# Task instructions
Render every line of the records below as a Markdown table with a "Number" column for the row number and a "Line" column for the line itself, skipping blank lines.

# Provided material

********

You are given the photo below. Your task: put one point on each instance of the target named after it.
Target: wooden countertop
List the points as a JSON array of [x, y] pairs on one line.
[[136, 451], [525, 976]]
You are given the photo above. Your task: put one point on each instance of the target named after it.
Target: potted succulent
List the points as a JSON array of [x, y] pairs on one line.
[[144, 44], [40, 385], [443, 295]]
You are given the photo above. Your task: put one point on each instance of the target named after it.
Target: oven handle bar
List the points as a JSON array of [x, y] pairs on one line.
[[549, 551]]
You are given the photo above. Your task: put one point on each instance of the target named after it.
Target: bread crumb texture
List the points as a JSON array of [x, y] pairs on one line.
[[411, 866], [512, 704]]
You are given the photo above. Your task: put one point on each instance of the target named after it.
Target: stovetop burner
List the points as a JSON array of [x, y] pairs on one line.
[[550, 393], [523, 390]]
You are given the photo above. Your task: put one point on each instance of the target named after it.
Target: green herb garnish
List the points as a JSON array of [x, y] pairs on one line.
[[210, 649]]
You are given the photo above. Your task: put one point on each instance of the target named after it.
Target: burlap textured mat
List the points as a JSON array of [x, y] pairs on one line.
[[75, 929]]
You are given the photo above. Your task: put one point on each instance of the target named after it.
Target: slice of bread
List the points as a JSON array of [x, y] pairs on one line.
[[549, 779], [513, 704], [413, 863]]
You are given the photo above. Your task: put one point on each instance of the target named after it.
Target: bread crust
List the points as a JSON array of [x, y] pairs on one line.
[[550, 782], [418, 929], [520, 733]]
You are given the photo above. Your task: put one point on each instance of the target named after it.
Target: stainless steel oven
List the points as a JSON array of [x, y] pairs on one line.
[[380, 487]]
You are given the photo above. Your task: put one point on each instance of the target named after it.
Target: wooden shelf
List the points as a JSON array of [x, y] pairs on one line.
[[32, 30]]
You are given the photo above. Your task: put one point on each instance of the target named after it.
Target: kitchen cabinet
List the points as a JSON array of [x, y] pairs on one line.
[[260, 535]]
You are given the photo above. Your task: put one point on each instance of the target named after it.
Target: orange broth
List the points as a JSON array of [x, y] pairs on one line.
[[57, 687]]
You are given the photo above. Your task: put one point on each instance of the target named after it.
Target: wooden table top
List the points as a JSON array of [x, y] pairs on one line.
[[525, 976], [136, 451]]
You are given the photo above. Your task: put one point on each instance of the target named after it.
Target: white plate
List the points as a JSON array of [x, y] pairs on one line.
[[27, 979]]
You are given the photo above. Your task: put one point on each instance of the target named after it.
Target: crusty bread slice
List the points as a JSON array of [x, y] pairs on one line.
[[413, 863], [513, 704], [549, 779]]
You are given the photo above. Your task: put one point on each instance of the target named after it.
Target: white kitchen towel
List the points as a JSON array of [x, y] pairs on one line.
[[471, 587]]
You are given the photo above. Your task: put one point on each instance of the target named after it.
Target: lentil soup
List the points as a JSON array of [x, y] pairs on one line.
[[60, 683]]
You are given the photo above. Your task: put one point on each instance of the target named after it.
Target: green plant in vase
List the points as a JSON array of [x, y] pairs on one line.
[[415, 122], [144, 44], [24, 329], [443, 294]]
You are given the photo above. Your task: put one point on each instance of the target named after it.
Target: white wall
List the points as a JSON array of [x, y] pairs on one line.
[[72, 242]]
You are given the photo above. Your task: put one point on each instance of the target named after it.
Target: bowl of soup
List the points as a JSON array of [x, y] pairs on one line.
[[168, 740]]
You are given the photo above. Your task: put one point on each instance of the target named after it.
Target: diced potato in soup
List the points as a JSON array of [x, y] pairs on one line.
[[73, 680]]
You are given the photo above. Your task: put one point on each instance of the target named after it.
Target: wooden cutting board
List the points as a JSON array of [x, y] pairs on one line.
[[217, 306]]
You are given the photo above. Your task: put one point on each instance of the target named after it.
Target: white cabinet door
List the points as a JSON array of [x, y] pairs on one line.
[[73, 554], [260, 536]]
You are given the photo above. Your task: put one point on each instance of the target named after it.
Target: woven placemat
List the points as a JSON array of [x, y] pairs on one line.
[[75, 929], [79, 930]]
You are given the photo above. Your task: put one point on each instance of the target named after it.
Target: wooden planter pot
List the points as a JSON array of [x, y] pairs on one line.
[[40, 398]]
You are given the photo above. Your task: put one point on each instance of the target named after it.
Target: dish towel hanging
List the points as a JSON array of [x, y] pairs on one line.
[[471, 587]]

********

# The reply
| Number | Line |
|---|---|
| 1 | You are given the photo below. Your task: put one point on each instance of the target named after it. |
| 2 | Target: wooden countertop |
| 3 | List the points as a JSON array of [x, y] pairs on one line. |
| 4 | [[136, 451], [525, 976]] |
| 5 | You are given the photo above. Your task: put one point on each instance of the target named after it. |
| 6 | Target: potted succulent |
| 7 | List the points as a JSON array of [x, y] pairs on one line. |
| 8 | [[144, 44], [40, 385], [443, 295]] |
| 9 | You are given the photo above. Your task: put one point on each instance of the target named after it. |
| 10 | Target: oven handle bar |
| 11 | List the points as a JSON array of [x, y] pairs on one line. |
| 12 | [[549, 551]] |
| 13 | You are given the photo above. Your task: put one point on each instance of the target named after it. |
| 14 | Target: bread crumb texture |
| 15 | List the points as a JSON array of [x, y] pairs on one line. |
| 16 | [[411, 866], [512, 704]] |
| 17 | You are given the photo above. Your task: put one point on each instance of the target named after it. |
| 18 | Target: stovetop burner |
| 19 | List the points as a JSON array of [x, y] pairs on one line. |
| 20 | [[550, 393], [523, 390]] |
| 21 | You are given the photo above. Your task: put one point on each instance of the target named after it. |
| 22 | Target: green herb garnish |
| 23 | List the points as a JSON array of [x, y] pairs on one line. |
| 24 | [[210, 649]] |
| 25 | You are given the photo above. Your task: put one point on each instance of the target named after it. |
| 26 | Target: burlap textured mat |
| 27 | List the points as a JSON array of [x, y] pairs on one line. |
| 28 | [[75, 929]] |
| 29 | You are given the photo above. Your task: put one point on each instance of the target named after it. |
| 30 | Target: slice of bread |
| 31 | List the points as a JSON array of [x, y] pairs on one line. |
| 32 | [[549, 779], [513, 704], [413, 863]] |
| 33 | You are given the photo above. Your task: put one point on each instance of the target named after it. |
| 34 | Target: bread crust |
| 35 | List the points as a JSON array of [x, y] pairs on one line. |
| 36 | [[550, 782], [418, 929], [520, 733]] |
| 37 | You are given the photo above. Your task: put one point on each instance of the target named after it. |
| 38 | Target: stainless steel oven |
| 39 | List the points as a JSON array of [x, y] pairs on one line. |
| 40 | [[380, 487]] |
| 41 | You are given the photo above. Your task: put one point on each instance of the target named after it. |
| 42 | Target: wooden shelf |
| 43 | List the points as a JSON array of [x, y] pairs on one line. |
| 44 | [[32, 30]] |
| 45 | You are given the photo above. Your task: put one point on each instance of the target named after it. |
| 46 | Target: kitchen cabinet |
| 47 | List the points as a JSON array of [x, y] pairs on one line. |
| 48 | [[260, 535]] |
| 49 | You are given the photo above. Your task: put one point on each instance of the target named after it. |
| 50 | Target: orange broth |
| 51 | List the points as a JSON array of [x, y] pairs on one line. |
| 52 | [[57, 687]] |
| 53 | You are given the photo above. Your task: put one point on each instance of the target named after it. |
| 54 | Target: wooden table top |
| 55 | List the points as a JSON array of [x, y] pairs on one line. |
| 56 | [[525, 976], [136, 451]] |
| 57 | You are given the photo above. Your task: put one point on each instance of the target named after it. |
| 58 | Target: white plate |
| 59 | List the points as a JSON array of [x, y] pairs on one line. |
| 60 | [[27, 979]] |
| 61 | You are given the photo above. Your task: put one point on each instance of the target named after it. |
| 62 | Target: crusty bread slice |
| 63 | List the points as a JSON array of [x, y] pairs on one line. |
| 64 | [[413, 863], [513, 704], [549, 779]] |
| 65 | You are given the photo above. Your task: put one point on each instance of the target named after it. |
| 66 | Target: white kitchen towel |
| 67 | List the points as a JSON array of [x, y] pairs on one line. |
| 68 | [[471, 587]] |
| 69 | You are given the photo above. Your task: put one point on each instance of the target named after it. |
| 70 | Target: lentil soup |
| 71 | List the points as a JSON array of [x, y] pairs on one line. |
| 72 | [[60, 683]] |
| 73 | You are given the photo above. Your task: put one point on each instance of the target named after it. |
| 74 | Target: green plant in vase |
| 75 | List the points as a JSON array of [x, y] pairs on one line. |
| 76 | [[415, 122], [144, 44], [24, 329], [443, 294]] |
| 77 | You are given the photo above. Your task: put one point on each instance of the target named after it. |
| 78 | Target: white wall |
| 79 | List the points as a JSON array of [x, y] pairs on one line. |
| 80 | [[72, 242]] |
| 81 | You are given the photo above. Your task: put one point on each instance of the target named after it. |
| 82 | Target: bowl of soup |
| 83 | List the points as a JSON array of [x, y] pairs on one line. |
| 84 | [[168, 740]] |
| 85 | You are given the photo above. Your task: put one point on each instance of the target named after it. |
| 86 | Target: diced potato in soup |
| 87 | List the points as a JSON array of [x, y] pairs on one line. |
| 88 | [[73, 680]] |
| 89 | You are given the photo above. Your task: put one point on each instance of the target named after it. |
| 90 | Target: wooden cutting board |
| 91 | List the points as a JSON array of [x, y] pairs on one line. |
| 92 | [[217, 306]] |
| 93 | You are given the photo above. Your task: put one point on each instance of the target named after it. |
| 94 | Target: white cabinet door |
| 95 | List the points as a JSON array of [x, y] pairs on one line. |
| 96 | [[73, 554], [260, 536]] |
| 97 | You are given the photo above. Your task: put one point on each instance of the target named after it. |
| 98 | Target: woven placemat |
| 99 | List the points as a JSON array of [x, y] pairs on one line. |
| 100 | [[75, 929], [79, 930]] |
| 101 | You are given the photo above. Your task: put one point on each instance of the target named after it. |
| 102 | Target: wooden planter pot |
| 103 | List the points as a JSON array of [x, y] pairs on one line. |
| 104 | [[40, 398]] |
| 105 | You are given the photo above. Your task: put one point on each instance of the target named after it. |
| 106 | Target: dish towel hanging |
| 107 | List the points as a JSON array of [x, y] pairs on one line. |
| 108 | [[471, 587]] |